Nothing but the pictures should be left out when you copy the records exactly.
(Provided records begins)
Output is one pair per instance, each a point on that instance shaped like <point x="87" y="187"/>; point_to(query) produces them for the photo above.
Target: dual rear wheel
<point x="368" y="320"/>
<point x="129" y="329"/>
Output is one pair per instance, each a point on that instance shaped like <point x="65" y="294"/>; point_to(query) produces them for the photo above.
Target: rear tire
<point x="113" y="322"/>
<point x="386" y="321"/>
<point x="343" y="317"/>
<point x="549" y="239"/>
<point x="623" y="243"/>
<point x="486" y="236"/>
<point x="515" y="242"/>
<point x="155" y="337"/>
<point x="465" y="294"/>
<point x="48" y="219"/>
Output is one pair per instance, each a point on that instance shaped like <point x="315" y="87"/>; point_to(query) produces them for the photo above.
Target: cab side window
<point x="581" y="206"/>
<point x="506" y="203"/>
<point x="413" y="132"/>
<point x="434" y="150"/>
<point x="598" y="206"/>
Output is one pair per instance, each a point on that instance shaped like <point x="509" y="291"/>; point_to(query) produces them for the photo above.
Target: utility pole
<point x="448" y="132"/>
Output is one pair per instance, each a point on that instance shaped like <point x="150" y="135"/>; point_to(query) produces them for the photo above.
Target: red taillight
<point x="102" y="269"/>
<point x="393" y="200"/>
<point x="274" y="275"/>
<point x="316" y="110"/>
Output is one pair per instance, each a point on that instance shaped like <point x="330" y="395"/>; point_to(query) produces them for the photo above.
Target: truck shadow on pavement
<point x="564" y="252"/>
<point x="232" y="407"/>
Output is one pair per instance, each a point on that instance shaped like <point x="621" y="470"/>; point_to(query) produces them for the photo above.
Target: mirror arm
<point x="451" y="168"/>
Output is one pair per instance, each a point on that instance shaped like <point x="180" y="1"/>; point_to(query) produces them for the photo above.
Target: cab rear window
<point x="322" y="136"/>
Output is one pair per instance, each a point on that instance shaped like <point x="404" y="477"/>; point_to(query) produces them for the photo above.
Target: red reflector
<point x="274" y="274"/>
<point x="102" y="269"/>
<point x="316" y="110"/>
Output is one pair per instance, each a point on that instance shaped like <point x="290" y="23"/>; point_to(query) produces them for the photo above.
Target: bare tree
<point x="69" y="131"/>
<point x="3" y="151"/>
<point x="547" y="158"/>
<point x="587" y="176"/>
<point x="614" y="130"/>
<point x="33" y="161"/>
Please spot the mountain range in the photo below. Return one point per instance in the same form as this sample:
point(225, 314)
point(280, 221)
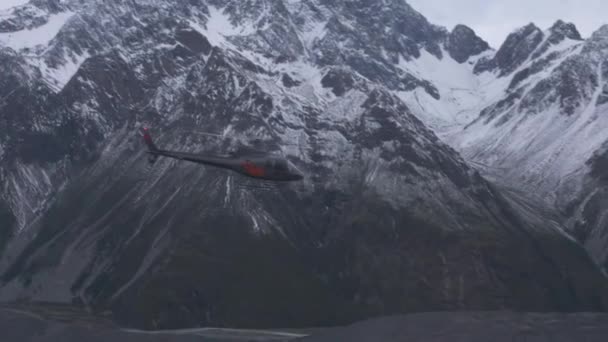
(Provided records ends)
Response:
Output is one pair per instance, each a point on that instance shaped like <point x="87" y="187"/>; point_to(query) produces them for the photo above.
Target: dual rear wheel
<point x="368" y="320"/>
<point x="129" y="329"/>
Output is one pair per instance, each a point on that instance shaped like <point x="65" y="294"/>; point_to(query) produces them for the photo above.
Target: rear tire
<point x="113" y="322"/>
<point x="386" y="321"/>
<point x="343" y="317"/>
<point x="549" y="239"/>
<point x="623" y="243"/>
<point x="486" y="236"/>
<point x="515" y="242"/>
<point x="155" y="337"/>
<point x="465" y="294"/>
<point x="48" y="219"/>
Output is one pair per instance, each a point on that instance shaped like <point x="315" y="87"/>; point_to(query) produces them for the photo above.
Target: cab side window
<point x="581" y="206"/>
<point x="506" y="203"/>
<point x="413" y="132"/>
<point x="434" y="150"/>
<point x="598" y="206"/>
Output is one pair per instance, each a point on that instance shaped like <point x="509" y="291"/>; point_to(query) produces them for the photo above.
Target: utility pole
<point x="448" y="132"/>
Output is one pair per instance, each a point on that instance shaped like <point x="150" y="135"/>; point_to(query) produces them for the photo above.
Target: red taillight
<point x="102" y="269"/>
<point x="393" y="200"/>
<point x="274" y="275"/>
<point x="316" y="110"/>
Output is one pair per instance, each a point on that instance shaped like <point x="330" y="395"/>; point_to(query) produces them for the photo above.
Target: truck shadow on pavement
<point x="564" y="252"/>
<point x="232" y="407"/>
Output is one pair per instance, each a point on that instance shaped like <point x="621" y="470"/>; point_to(query) produces them for the photo above.
Target: mirror arm
<point x="451" y="168"/>
Output is one pair per instance, each a point on that instance shaped like <point x="180" y="1"/>; point_to(query) produces them for the photo above.
Target: cab rear window
<point x="322" y="136"/>
Output is one pair per instance, each a point on that instance shaped like <point x="404" y="477"/>; point_to(query) produces them for the photo above.
Target: red reflector
<point x="274" y="274"/>
<point x="102" y="269"/>
<point x="316" y="110"/>
Output is one pair per instance, each a point on that instance shaped like <point x="290" y="23"/>; point_to(query) produces them for the photo above.
Target: bare tree
<point x="69" y="131"/>
<point x="3" y="151"/>
<point x="547" y="158"/>
<point x="587" y="176"/>
<point x="614" y="130"/>
<point x="33" y="161"/>
Please spot the mountain range in the photo below. Return one point per instance in the same form as this sample:
point(225, 314)
point(280, 221)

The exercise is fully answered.